### EXERCISE BRIEF:
Rewrite the part of the records that opens with the line containing "Exercise. Spot the chinese" and runs through the end of the records, with "dark tree canopy" replaced by "dense leafy canopy" and everything else unchanged. Leave the pictures out of your answer.

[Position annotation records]
>> begin

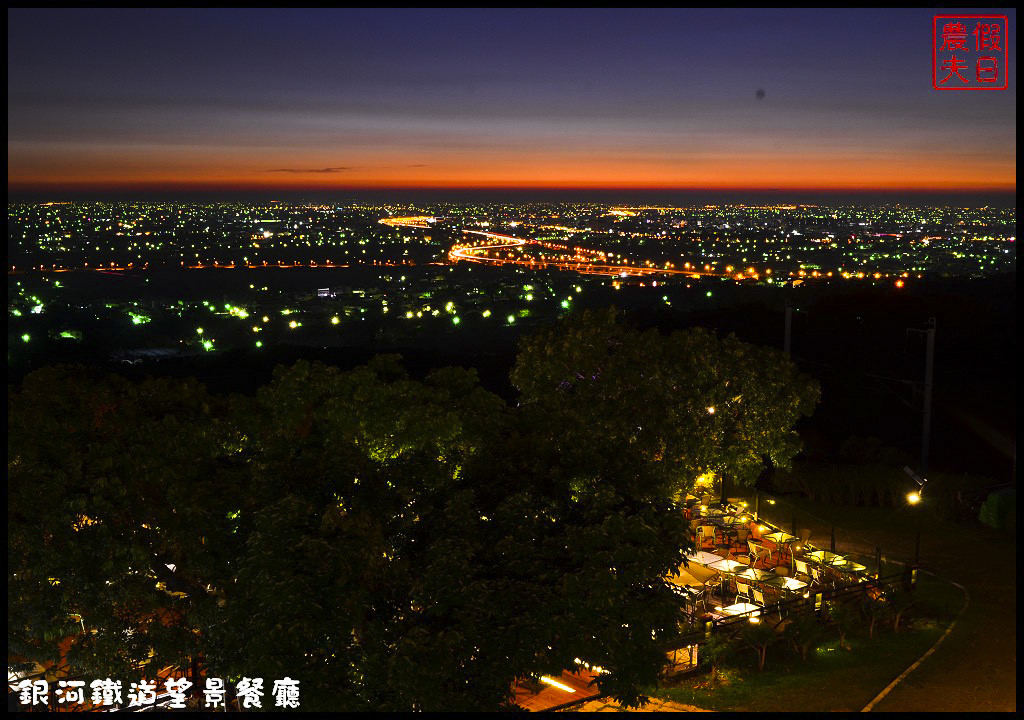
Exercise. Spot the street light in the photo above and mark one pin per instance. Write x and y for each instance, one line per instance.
(913, 498)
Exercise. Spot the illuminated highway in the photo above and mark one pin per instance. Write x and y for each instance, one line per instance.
(577, 259)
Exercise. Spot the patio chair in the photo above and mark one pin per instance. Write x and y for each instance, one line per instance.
(714, 587)
(759, 599)
(697, 598)
(804, 536)
(758, 551)
(802, 567)
(743, 591)
(706, 533)
(818, 577)
(742, 535)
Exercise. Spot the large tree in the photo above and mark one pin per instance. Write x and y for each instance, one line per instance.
(667, 408)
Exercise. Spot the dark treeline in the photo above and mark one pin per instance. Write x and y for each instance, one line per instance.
(394, 542)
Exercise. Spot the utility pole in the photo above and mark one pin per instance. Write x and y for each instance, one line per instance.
(788, 328)
(926, 414)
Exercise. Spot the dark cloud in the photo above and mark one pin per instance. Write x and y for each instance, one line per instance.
(300, 170)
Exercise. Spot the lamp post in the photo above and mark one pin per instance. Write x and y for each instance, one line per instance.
(913, 498)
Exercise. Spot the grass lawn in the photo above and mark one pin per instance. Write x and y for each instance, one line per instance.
(832, 678)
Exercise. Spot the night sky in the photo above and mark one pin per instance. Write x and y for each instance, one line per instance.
(209, 100)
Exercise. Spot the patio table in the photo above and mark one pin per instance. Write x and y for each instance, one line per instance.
(779, 538)
(702, 557)
(739, 608)
(727, 565)
(791, 584)
(824, 557)
(756, 574)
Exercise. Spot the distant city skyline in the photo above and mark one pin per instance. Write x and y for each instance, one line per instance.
(734, 103)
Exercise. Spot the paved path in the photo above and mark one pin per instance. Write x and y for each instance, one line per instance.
(655, 706)
(975, 669)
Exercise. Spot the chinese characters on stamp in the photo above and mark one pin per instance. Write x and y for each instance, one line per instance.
(970, 52)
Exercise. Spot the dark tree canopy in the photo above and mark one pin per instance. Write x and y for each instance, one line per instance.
(393, 544)
(679, 406)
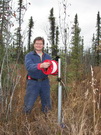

>> end

### RESPONSE:
Exercise. Spot the chinese characters on stamp in the photo above and mark one pin per instance. Write x and y for each instance, one line per instance.
(970, 52)
Exercise. Spot the dense leafy canopy in the photo above and mark one pin per instance. Write x and y for each instance, one line per instance.
(393, 544)
(679, 406)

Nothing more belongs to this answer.